[Collection entries]
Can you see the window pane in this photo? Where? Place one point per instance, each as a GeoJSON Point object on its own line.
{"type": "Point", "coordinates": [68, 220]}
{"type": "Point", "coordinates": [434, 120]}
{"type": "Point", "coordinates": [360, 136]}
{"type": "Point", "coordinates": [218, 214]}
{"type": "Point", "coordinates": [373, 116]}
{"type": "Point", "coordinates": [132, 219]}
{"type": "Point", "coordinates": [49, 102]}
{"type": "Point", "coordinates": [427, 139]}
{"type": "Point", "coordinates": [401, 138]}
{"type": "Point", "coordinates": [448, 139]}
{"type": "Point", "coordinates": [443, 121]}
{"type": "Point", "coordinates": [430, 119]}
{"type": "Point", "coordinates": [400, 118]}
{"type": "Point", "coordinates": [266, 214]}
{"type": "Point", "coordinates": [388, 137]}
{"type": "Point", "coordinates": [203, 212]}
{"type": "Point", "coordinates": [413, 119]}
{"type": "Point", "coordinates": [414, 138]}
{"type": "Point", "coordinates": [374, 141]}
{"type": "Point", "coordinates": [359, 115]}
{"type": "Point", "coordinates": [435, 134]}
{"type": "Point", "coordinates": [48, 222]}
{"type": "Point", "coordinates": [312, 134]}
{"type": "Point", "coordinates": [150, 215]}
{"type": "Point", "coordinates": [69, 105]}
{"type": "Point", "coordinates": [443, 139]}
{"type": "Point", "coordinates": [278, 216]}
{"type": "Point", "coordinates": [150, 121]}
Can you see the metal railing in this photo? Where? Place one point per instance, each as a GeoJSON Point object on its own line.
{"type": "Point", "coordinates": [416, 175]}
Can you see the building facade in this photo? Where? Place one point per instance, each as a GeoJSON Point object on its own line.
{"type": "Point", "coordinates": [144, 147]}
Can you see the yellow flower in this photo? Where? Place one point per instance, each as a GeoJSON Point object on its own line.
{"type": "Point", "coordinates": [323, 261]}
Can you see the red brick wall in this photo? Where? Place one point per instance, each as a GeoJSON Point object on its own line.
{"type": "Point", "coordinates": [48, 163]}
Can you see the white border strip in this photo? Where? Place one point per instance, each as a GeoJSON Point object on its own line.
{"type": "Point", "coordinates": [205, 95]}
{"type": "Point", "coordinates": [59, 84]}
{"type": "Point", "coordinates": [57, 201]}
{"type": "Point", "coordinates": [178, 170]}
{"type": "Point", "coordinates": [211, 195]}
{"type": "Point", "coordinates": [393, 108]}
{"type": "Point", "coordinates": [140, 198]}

--

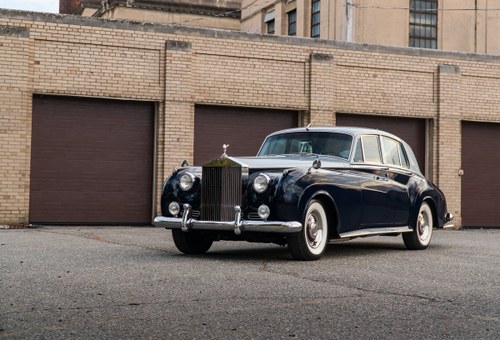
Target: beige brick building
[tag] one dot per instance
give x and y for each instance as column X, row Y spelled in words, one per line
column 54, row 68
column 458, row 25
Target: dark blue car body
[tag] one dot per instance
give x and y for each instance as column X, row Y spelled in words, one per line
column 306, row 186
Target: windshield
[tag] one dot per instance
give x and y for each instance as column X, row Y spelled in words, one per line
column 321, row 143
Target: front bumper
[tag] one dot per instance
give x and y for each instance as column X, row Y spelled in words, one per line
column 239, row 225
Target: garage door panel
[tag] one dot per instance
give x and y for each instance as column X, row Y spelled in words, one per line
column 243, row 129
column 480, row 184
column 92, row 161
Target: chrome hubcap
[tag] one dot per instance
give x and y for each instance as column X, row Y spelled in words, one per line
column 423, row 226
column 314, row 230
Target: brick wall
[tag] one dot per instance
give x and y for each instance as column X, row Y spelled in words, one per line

WHAT IS BEING ASKED
Tell how many lines of the records above hold "Target", giving the number and nothing else.

WORKED SOLUTION
7